## What is being asked
Rewrite the material below, swapping each "pixel coordinate pair" for "pair of pixel coordinates" and changing nothing else.

[Dataset rows]

* * *

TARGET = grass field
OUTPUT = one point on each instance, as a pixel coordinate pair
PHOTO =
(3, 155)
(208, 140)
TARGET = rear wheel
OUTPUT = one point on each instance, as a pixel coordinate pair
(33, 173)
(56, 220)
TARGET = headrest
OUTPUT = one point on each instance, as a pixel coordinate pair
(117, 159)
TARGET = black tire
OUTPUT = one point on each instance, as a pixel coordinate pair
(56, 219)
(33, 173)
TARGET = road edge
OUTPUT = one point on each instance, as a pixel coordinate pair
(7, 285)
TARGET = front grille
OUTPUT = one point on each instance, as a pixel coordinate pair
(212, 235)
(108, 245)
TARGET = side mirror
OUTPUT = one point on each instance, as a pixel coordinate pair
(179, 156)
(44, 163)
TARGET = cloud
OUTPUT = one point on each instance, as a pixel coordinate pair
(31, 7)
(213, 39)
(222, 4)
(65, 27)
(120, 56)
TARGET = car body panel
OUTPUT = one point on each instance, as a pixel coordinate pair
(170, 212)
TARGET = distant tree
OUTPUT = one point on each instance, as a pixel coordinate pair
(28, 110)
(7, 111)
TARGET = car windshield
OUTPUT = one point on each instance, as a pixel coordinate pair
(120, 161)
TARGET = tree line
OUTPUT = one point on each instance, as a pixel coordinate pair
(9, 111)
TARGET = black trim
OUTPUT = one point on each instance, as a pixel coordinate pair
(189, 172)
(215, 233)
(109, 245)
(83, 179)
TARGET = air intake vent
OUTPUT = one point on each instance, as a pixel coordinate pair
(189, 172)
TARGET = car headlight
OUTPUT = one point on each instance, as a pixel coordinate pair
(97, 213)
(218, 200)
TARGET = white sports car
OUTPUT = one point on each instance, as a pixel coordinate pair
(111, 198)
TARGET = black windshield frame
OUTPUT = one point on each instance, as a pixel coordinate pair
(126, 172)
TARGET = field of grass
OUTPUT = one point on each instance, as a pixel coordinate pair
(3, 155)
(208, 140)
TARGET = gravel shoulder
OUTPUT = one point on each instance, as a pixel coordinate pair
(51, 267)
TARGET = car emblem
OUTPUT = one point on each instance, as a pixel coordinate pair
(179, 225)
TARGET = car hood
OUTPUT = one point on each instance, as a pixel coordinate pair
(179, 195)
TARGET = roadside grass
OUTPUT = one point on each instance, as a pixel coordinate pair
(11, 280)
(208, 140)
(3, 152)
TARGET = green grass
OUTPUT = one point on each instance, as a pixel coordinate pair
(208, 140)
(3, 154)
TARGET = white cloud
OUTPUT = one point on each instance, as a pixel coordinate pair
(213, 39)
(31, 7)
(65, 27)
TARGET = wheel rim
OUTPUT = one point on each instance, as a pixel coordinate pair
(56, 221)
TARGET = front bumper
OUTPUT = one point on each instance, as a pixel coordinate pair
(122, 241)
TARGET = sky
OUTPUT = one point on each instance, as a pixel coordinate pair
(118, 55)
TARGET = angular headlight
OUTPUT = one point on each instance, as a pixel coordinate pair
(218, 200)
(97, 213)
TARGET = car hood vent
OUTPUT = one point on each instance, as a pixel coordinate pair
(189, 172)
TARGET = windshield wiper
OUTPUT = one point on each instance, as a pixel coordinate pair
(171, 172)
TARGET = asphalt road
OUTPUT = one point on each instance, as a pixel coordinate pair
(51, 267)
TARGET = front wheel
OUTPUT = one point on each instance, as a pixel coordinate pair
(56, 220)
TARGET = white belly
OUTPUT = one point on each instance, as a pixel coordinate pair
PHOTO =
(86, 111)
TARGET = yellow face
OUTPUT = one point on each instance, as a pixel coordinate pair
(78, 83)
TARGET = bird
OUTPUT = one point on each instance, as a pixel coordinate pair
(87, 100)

* * *

## Result
TARGET = grass field
OUTPUT = one point on each instance, as a pair of pixel coordinates
PHOTO =
(3, 155)
(208, 140)
TARGET = rear wheel
OUTPUT = one point on each instance, as a pair of pixel coordinates
(33, 173)
(56, 220)
TARGET = headrest
OUTPUT = one point on each instance, as a pair of pixel coordinates
(117, 159)
TARGET = black tire
OUTPUT = one point on each instance, as a pair of pixel coordinates
(56, 219)
(33, 173)
TARGET = road edge
OUTPUT = one point on each instance, as a pair of pixel coordinates
(7, 285)
TARGET = front grille
OUTPUT = one point on each instance, as a pair of pixel coordinates
(212, 235)
(108, 245)
TARGET = side mirror
OUTPUT = one point on each instance, as a pair of pixel coordinates
(179, 156)
(44, 163)
TARGET = cloud
OUTPUT = one point on each instance, as a pair of pixel coordinates
(31, 7)
(213, 39)
(222, 4)
(65, 27)
(120, 56)
TARGET = car body panel
OUTPUT = one point on each instance, as a pair of pixel coordinates
(170, 212)
TARGET = distant tree
OUTPUT = one point on each instance, as a pair of pixel coordinates
(28, 110)
(7, 111)
TARGET = car windshield
OUTPUT = one point on each instance, as a pair of pixel coordinates
(120, 161)
TARGET = tree line
OUTPUT = one point on each instance, as a pair of pixel coordinates
(9, 111)
TARGET = black trim
OUTPUT = one point on each instance, as a pair of pixel coordinates
(189, 172)
(215, 233)
(109, 245)
(83, 179)
TARGET = air intake vent
OUTPUT = one point on each instance, as a pair of pixel coordinates
(189, 172)
TARGET = car headlight
OUTPUT = one point on each instance, as a pair of pixel coordinates
(97, 213)
(218, 200)
TARGET = white sports car
OUTPUT = one point on each instance, as a pair of pixel coordinates
(111, 198)
TARGET = black windshield frame
OUTPUT = one point on each instance, as a pair of pixel coordinates
(126, 172)
TARGET = field of grass
OUTPUT = one point on each instance, as a pair of pixel coordinates
(3, 155)
(208, 140)
TARGET = gravel shoulder
OUTPUT = one point on each instance, as a pair of pixel coordinates
(51, 267)
TARGET = car emblem
OUTPUT = one point on each instance, as a pair of pixel coordinates
(179, 225)
TARGET = car hood
OUTPUT = one point on each instance, as a pair of pixel coordinates
(179, 195)
TARGET = roadside grass
OUTPUT = one point on each instance, as a pair of pixel coordinates
(11, 280)
(208, 140)
(3, 152)
TARGET = green grass
OUTPUT = one point on each instance, as a pair of pixel coordinates
(208, 140)
(3, 154)
TARGET = white cloud
OUTPUT = one point on each instance, as a pair of pixel coordinates
(213, 39)
(31, 7)
(65, 27)
TARGET = wheel rim
OUTPUT = one point on each instance, as a pair of pixel coordinates
(56, 221)
TARGET = front bumper
OUTPUT = one point on each instance, as a pair of pixel coordinates
(122, 241)
TARGET = sky
OUTPUT = one point on each instance, as a pair of pixel coordinates
(118, 55)
TARGET = angular headlight
OUTPUT = one point on each instance, as a pair of pixel coordinates
(218, 200)
(97, 213)
TARGET = car hood vent
OUTPUT = one point on each instance, as a pair of pixel coordinates
(189, 172)
TARGET = windshield wiper
OUTPUT = one point on each instance, as a pair of pixel coordinates
(171, 172)
TARGET = asphalt road
OUTPUT = one point on each instance, as a pair of pixel coordinates
(51, 267)
TARGET = front wheel
OUTPUT = one point on each instance, as a pair of pixel coordinates
(56, 220)
TARGET = white belly
OUTPUT = one point on each instance, as a pair of pixel coordinates
PHOTO =
(86, 111)
TARGET = yellow face
OUTPUT = one point on each instance, as a pair of pixel coordinates
(78, 83)
TARGET = bird
OUTPUT = one point on each instance, as a pair of pixel coordinates
(87, 100)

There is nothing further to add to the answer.